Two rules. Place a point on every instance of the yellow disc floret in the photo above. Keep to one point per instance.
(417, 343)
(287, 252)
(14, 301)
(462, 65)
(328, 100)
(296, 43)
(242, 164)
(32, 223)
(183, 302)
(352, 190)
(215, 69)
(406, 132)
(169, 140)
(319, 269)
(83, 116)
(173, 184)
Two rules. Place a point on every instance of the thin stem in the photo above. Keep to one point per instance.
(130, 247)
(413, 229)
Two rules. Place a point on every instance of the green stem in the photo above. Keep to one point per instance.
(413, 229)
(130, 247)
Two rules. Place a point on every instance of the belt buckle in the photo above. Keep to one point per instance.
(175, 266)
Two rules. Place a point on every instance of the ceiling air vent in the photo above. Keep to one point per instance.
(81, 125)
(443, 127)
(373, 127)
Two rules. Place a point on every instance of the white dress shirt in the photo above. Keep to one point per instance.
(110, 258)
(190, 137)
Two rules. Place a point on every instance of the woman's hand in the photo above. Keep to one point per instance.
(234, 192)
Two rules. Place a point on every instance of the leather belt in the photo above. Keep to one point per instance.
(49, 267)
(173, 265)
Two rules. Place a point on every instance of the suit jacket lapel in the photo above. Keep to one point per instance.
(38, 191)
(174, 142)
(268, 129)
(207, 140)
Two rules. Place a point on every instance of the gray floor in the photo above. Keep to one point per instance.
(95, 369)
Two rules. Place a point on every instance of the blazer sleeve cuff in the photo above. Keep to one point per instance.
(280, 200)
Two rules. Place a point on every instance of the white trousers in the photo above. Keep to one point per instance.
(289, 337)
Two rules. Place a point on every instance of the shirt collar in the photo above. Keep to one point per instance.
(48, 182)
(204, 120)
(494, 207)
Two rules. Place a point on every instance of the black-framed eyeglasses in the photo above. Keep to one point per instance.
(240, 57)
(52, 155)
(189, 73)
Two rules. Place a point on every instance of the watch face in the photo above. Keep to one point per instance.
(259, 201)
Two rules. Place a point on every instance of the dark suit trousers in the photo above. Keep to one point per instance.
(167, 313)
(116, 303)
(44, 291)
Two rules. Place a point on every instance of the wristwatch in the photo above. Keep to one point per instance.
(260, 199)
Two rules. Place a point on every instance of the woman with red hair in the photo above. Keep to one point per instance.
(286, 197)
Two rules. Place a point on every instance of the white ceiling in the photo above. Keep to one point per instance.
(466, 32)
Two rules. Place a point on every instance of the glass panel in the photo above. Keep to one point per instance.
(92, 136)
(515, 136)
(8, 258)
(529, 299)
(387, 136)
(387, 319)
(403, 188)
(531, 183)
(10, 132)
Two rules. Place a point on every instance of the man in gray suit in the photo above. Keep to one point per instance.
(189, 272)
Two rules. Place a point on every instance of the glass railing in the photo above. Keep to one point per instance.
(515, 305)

---

◆ TASK GOAL:
Arrange all of the material above as a Markdown table with the columns Row and Line. Number each row and leave out any blank lines.

◆ PROBLEM SOLUTION:
| Row | Line |
|---|---|
| 1 | Two rules. Place a point on every instance of the yellow disc floret in the photo above. Keep to one point per instance. |
| 2 | (417, 343) |
| 3 | (287, 252) |
| 4 | (14, 301) |
| 5 | (462, 65) |
| 6 | (328, 100) |
| 7 | (296, 43) |
| 8 | (242, 164) |
| 9 | (32, 223) |
| 10 | (183, 302) |
| 11 | (352, 190) |
| 12 | (215, 69) |
| 13 | (406, 132) |
| 14 | (169, 140) |
| 15 | (319, 269) |
| 16 | (83, 116) |
| 17 | (173, 184) |
| 18 | Two rules. Place a point on every instance of the thin stem in the photo above. Keep to one point per instance. |
| 19 | (130, 247) |
| 20 | (413, 229) |
| 21 | Two rules. Place a point on every instance of the green stem in the photo above. Keep to one point per instance. |
| 22 | (413, 229) |
| 23 | (130, 247) |
| 24 | Two rules. Place a point on every instance of the belt buckle in the photo above. Keep to one point per instance. |
| 25 | (175, 266) |
| 26 | Two rules. Place a point on every instance of the ceiling air vent in the photo above. Keep to one point per instance. |
| 27 | (81, 125) |
| 28 | (443, 127) |
| 29 | (373, 127) |
| 30 | Two rules. Place a point on every instance of the white dress shirt in the photo above. Keep to one point per instance. |
| 31 | (110, 258) |
| 32 | (190, 137) |
| 33 | Two rules. Place a point on every instance of the woman's hand in the photo above. Keep to one point per instance. |
| 34 | (234, 192) |
| 35 | Two rules. Place a point on every instance of the leather belt in the photo above. Keep to one point per instance. |
| 36 | (49, 267) |
| 37 | (173, 265) |
| 38 | Two rules. Place a point on every instance of the suit jacket lapel in the photo above. Keep to one point per instance. |
| 39 | (38, 191) |
| 40 | (174, 142) |
| 41 | (268, 129) |
| 42 | (207, 140) |
| 43 | Two rules. Place a point on every instance of the gray floor in the photo above. Keep to one point per instance. |
| 44 | (95, 369) |
| 45 | Two rules. Place a point on every instance of the blazer sleeve cuff in the photo above. Keep to one point per instance. |
| 46 | (280, 200) |
| 47 | Two rules. Place a point on every instance of the white trousers in the photo above. Keep to one point per instance. |
| 48 | (289, 337) |
| 49 | Two rules. Place a point on every instance of the shirt collar in the photo above. Keep to one point per instance. |
| 50 | (48, 182) |
| 51 | (204, 120) |
| 52 | (494, 207) |
| 53 | Two rules. Place a point on every instance of the black-framed eyeglasses in the photo above. Keep to one point per instance. |
| 54 | (240, 57) |
| 55 | (52, 155) |
| 56 | (189, 73) |
| 57 | Two rules. Place a point on every instance of the watch face in the photo above. Keep to one point per instance. |
| 58 | (259, 201) |
| 59 | Two rules. Place a point on every instance of the dark suit trousers in the photo above. Keep to one point per instance. |
| 60 | (167, 313) |
| 61 | (116, 303) |
| 62 | (44, 291) |
| 63 | Two rules. Place a point on every instance of the wristwatch in the photo above. Keep to one point per instance. |
| 64 | (260, 199) |
| 65 | Two rules. Place a point on every instance of the woman with red hair in the photo above. Keep to one point per instance. |
| 66 | (286, 197) |
| 67 | Two rules. Place a point on every instance of the white ceiling in the photo above. Keep to one point per instance. |
| 68 | (466, 32) |
| 69 | Two rules. Place a point on every instance of the glass panel in the photo above. Keep to one point per instance. |
| 70 | (92, 136) |
| 71 | (515, 136) |
| 72 | (8, 258) |
| 73 | (529, 299) |
| 74 | (387, 136) |
| 75 | (387, 319) |
| 76 | (403, 188) |
| 77 | (531, 183) |
| 78 | (10, 132) |
| 79 | Two rules. Place a point on every instance of the man in gray suit in the photo above. Keep to one point per instance. |
| 80 | (189, 272) |
| 81 | Two rules. Place a point on every instance of the glass railing in the photo above. Keep to one point per instance. |
| 82 | (515, 305) |